◆ **Task brief**:
The reply must return each line of the data exactly.
Top of Material supplied
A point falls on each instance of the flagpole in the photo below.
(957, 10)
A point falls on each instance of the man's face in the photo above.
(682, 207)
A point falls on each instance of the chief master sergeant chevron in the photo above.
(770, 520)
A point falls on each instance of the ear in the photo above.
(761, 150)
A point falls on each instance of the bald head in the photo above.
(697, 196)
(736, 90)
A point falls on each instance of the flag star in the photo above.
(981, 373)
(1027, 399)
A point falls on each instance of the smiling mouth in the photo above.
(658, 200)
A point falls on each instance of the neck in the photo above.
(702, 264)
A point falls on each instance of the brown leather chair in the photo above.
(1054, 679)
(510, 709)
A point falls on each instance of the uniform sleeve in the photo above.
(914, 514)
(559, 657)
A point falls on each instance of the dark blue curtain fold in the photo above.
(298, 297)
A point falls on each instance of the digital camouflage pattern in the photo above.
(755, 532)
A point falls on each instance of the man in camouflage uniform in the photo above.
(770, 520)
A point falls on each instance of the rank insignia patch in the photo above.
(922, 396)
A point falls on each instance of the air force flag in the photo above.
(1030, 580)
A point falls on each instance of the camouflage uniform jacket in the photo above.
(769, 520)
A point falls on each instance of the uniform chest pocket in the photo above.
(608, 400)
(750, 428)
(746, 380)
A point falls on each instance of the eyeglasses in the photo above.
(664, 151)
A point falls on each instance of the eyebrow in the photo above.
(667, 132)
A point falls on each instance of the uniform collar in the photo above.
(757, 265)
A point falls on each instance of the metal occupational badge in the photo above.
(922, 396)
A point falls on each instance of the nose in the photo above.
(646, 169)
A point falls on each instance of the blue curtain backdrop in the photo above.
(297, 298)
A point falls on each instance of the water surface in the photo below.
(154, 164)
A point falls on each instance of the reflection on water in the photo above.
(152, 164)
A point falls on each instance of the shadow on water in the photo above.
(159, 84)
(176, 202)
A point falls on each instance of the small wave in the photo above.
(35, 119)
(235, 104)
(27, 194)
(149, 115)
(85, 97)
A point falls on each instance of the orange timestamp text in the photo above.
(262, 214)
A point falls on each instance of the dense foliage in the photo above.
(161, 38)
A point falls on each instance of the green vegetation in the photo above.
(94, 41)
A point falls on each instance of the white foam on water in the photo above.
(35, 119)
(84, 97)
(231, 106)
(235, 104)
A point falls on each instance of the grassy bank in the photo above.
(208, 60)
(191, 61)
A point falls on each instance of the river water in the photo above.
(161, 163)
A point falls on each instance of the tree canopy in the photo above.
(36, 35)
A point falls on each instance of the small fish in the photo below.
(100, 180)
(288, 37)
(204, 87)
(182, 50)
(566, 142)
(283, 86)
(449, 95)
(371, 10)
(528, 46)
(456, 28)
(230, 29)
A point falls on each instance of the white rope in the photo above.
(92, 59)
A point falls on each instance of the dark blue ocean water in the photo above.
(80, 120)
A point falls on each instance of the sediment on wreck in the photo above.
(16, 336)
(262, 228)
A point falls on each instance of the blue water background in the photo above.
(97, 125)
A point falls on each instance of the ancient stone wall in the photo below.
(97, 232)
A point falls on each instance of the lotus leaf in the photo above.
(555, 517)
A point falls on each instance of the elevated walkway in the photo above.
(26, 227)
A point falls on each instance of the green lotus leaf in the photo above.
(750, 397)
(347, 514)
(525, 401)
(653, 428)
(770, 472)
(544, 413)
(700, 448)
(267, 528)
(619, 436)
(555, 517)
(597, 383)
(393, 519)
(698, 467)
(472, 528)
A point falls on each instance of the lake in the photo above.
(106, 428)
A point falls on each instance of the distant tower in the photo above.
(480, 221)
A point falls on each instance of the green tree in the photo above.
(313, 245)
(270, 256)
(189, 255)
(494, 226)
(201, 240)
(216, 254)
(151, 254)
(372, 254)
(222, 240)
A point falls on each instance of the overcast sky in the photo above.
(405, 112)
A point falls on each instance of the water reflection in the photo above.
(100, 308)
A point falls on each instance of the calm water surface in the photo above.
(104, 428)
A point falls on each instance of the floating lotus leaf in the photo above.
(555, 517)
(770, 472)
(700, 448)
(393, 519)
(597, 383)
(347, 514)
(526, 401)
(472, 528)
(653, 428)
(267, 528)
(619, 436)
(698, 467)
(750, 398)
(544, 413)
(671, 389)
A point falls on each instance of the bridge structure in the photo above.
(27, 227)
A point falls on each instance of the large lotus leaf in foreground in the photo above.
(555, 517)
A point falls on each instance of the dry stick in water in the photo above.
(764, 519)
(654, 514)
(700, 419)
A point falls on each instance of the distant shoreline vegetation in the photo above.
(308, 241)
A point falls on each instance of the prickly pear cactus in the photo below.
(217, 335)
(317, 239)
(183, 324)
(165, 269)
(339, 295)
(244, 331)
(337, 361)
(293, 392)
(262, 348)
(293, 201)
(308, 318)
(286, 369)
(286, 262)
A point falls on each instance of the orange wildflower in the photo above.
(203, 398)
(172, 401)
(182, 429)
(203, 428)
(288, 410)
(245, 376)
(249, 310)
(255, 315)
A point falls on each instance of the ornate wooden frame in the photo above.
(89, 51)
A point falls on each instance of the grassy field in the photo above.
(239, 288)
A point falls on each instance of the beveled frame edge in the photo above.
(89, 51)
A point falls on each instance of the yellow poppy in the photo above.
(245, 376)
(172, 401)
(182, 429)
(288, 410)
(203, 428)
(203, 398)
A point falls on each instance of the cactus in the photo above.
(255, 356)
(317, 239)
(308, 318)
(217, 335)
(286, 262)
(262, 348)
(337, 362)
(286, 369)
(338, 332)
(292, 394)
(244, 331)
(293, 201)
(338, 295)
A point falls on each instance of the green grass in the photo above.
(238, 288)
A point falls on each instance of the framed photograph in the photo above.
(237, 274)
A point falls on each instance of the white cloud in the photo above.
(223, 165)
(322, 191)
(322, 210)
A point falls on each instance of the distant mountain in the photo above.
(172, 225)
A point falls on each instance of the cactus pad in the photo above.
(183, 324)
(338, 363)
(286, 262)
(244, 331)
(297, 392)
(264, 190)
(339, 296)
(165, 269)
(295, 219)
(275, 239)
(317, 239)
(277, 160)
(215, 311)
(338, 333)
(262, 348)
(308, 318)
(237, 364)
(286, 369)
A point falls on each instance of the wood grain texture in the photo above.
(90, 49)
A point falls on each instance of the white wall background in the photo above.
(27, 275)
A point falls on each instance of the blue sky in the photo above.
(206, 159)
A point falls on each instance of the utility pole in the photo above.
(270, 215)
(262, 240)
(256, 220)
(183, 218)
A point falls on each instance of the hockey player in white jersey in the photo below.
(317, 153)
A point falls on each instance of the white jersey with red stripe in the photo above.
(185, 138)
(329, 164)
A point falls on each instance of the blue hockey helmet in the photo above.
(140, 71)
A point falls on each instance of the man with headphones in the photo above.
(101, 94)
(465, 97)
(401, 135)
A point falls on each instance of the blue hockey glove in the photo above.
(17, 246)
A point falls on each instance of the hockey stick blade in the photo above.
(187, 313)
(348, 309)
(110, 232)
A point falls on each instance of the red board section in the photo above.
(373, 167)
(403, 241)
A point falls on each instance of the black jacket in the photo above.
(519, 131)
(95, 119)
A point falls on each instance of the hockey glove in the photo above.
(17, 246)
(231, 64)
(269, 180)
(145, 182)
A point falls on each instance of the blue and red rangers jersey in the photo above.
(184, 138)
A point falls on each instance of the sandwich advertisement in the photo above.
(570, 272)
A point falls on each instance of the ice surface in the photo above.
Bottom of Material supplied
◆ **Solution to the exercise**:
A point falls on each instance of the flagpole in the photo below.
(957, 10)
A point falls on each instance of the man's face in the photo above.
(682, 207)
A point falls on each instance of the chief master sergeant chevron in the photo above.
(770, 520)
A point falls on each instance of the ear in the photo above.
(761, 150)
A point falls on each instance of the bald head in the photo above.
(697, 196)
(736, 90)
A point falls on each instance of the flag star in the photo above.
(981, 373)
(1027, 399)
A point falls on each instance of the smiling mouth in the photo above.
(658, 200)
A point falls on each instance of the neck in the photo above.
(702, 264)
A point falls on each instance of the brown leather chair in the photo above.
(1054, 679)
(510, 709)
A point falls on each instance of the uniform sleeve in the photo above.
(914, 514)
(559, 657)
A point falls on each instance of the dark blue curtain fold in the photo above.
(298, 297)
A point falls on each instance of the digital camouflage pattern in the photo above.
(755, 532)
A point falls on each instance of the man in camouflage uniform in the photo above.
(770, 520)
A point falls on each instance of the rank insignia patch in the photo above.
(922, 396)
A point falls on each instance of the air force flag in the photo above.
(1030, 580)
A point falls on each instance of the camouflage uniform jacket in the photo above.
(769, 520)
A point falls on each instance of the uniform chest pocket in the photo above.
(608, 400)
(750, 428)
(746, 380)
A point falls on each instance of the eyeglasses in the photo above.
(664, 151)
A point falls on each instance of the eyebrow in the photo above.
(667, 132)
A point falls on each instance of the uniform collar in the photo above.
(757, 265)
A point falls on each instance of the metal occupational badge in the photo above.
(922, 396)
A point falls on each instance of the nose in the photo above.
(646, 169)
A point falls on each instance of the blue curtain backdrop in the photo above.
(297, 298)
A point falls on each instance of the water surface in the photo below.
(154, 164)
A point falls on each instance of the reflection on water in the photo above.
(152, 164)
A point falls on each instance of the shadow on water in the photo above.
(159, 84)
(176, 202)
A point falls on each instance of the small wave in the photo above.
(35, 119)
(235, 104)
(27, 194)
(149, 115)
(85, 97)
A point falls on each instance of the orange timestamp text in the photo above.
(262, 214)
A point falls on each instance of the dense foliage in the photo above.
(161, 38)
A point falls on each instance of the green vegetation in the photo above.
(94, 41)
A point falls on each instance of the white foam on water in the photo above.
(35, 119)
(84, 97)
(231, 106)
(235, 104)
A point falls on each instance of the grassy bank in the photo above.
(208, 60)
(191, 61)
A point falls on each instance of the river water in the photo above.
(161, 163)
A point falls on each instance of the tree canopy in the photo above.
(36, 35)
A point falls on each instance of the small fish in the photo below.
(100, 180)
(288, 37)
(204, 87)
(182, 50)
(566, 142)
(283, 86)
(449, 95)
(371, 10)
(528, 46)
(456, 28)
(230, 29)
A point falls on each instance of the white rope in the photo above.
(92, 59)
A point falls on each instance of the dark blue ocean water in the photo above.
(80, 120)
A point falls on each instance of the sediment on wreck in the photo above.
(16, 336)
(262, 228)
A point falls on each instance of the blue water background in the photo above.
(97, 125)
A point falls on each instance of the ancient stone wall in the photo below.
(97, 232)
A point falls on each instance of the lotus leaf in the photo above.
(555, 517)
A point falls on each instance of the elevated walkway in the photo above.
(26, 227)
A point falls on each instance of the green lotus leaf in the photo above.
(750, 397)
(347, 514)
(525, 401)
(653, 428)
(770, 472)
(544, 413)
(700, 448)
(267, 528)
(619, 436)
(555, 517)
(597, 383)
(393, 519)
(698, 467)
(472, 528)
A point falls on each instance of the lake in the photo above.
(106, 428)
A point falls on each instance of the distant tower in the photo above.
(480, 221)
A point falls on each instance of the green tree in the photo above.
(313, 245)
(270, 256)
(189, 255)
(494, 226)
(201, 240)
(216, 254)
(151, 254)
(372, 254)
(222, 240)
A point falls on each instance of the overcast sky in the photo above.
(405, 112)
A point falls on each instance of the water reflection in the photo above.
(100, 308)
A point falls on each instance of the calm water surface in the photo above.
(104, 428)
A point falls on each instance of the floating lotus leaf in the photo above.
(555, 517)
(770, 472)
(700, 448)
(393, 519)
(597, 383)
(347, 514)
(526, 401)
(472, 528)
(653, 428)
(267, 528)
(619, 436)
(698, 467)
(750, 398)
(544, 413)
(671, 389)
A point falls on each instance of the bridge structure in the photo above.
(27, 227)
A point falls on each instance of the large lotus leaf in foreground in the photo above.
(555, 517)
A point falls on each instance of the dry stick in water in the photo above.
(764, 519)
(654, 514)
(700, 419)
A point falls on each instance of the distant shoreline vegetation in the photo above.
(308, 241)
A point falls on each instance of the prickly pear cactus in the photo below.
(217, 335)
(317, 239)
(183, 324)
(165, 269)
(339, 295)
(244, 331)
(337, 361)
(293, 392)
(262, 348)
(293, 201)
(308, 318)
(286, 369)
(286, 262)
A point falls on each instance of the orange wildflower in the photo above.
(203, 398)
(172, 401)
(182, 429)
(203, 428)
(288, 410)
(245, 376)
(249, 310)
(255, 315)
A point falls on each instance of the ornate wooden frame in the photo above.
(89, 51)
A point falls on each instance of the grassy field in the photo above.
(239, 288)
A point falls on each instance of the beveled frame edge in the photo above.
(89, 51)
A point falls on each instance of the yellow poppy in the photo above.
(245, 376)
(172, 401)
(182, 429)
(288, 410)
(203, 428)
(203, 398)
A point falls on each instance of the cactus in the photo above.
(255, 356)
(317, 239)
(308, 318)
(217, 335)
(286, 262)
(262, 348)
(337, 362)
(286, 369)
(338, 332)
(292, 394)
(244, 331)
(293, 201)
(338, 295)
A point falls on each instance of the green grass in the photo above.
(238, 288)
A point falls on each instance of the framed photograph in the photo above.
(237, 274)
A point falls on each instance of the white cloud in the photo above.
(223, 165)
(322, 191)
(322, 210)
A point falls on each instance of the distant mountain in the photo above.
(172, 225)
A point falls on each instance of the cactus pad in the photo above.
(183, 324)
(338, 363)
(286, 262)
(244, 331)
(297, 392)
(264, 190)
(339, 296)
(165, 269)
(295, 219)
(275, 239)
(317, 239)
(277, 160)
(215, 311)
(338, 333)
(262, 348)
(308, 318)
(237, 364)
(286, 369)
A point falls on each instance of the wood grain texture in the photo above.
(90, 49)
A point falls on each instance of the white wall background in the photo above.
(27, 275)
A point falls on each instance of the blue sky in the photo above.
(206, 159)
A point falls on each instance of the utility pole in the photo above.
(270, 215)
(262, 240)
(256, 220)
(183, 218)
A point falls on each instance of the hockey player in white jersey in the photo below.
(317, 153)
A point falls on each instance of the white jersey with red stripe in the photo above.
(185, 138)
(329, 164)
A point falls on each instance of the blue hockey helmet in the photo above.
(140, 71)
A point falls on each instance of the man with headphones in the photo above.
(101, 94)
(465, 97)
(401, 135)
A point falls on each instance of the blue hockey glove in the photo above.
(17, 246)
A point falls on each instance of the hockey stick blade in the photo above.
(187, 313)
(348, 309)
(110, 232)
A point falls on each instance of the red board section in the photo above.
(373, 167)
(403, 241)
A point falls on each instance of the black jacket in the photo above.
(519, 131)
(95, 119)
A point falls on each instance of the hockey glove in the photo above.
(17, 246)
(231, 64)
(269, 180)
(145, 182)
A point falls on each instance of the blue and red rangers jersey in the photo above.
(184, 138)
A point falls on each instance of the sandwich advertisement in the photo above.
(570, 272)
A point falls on each instance of the ice surface in the photo above.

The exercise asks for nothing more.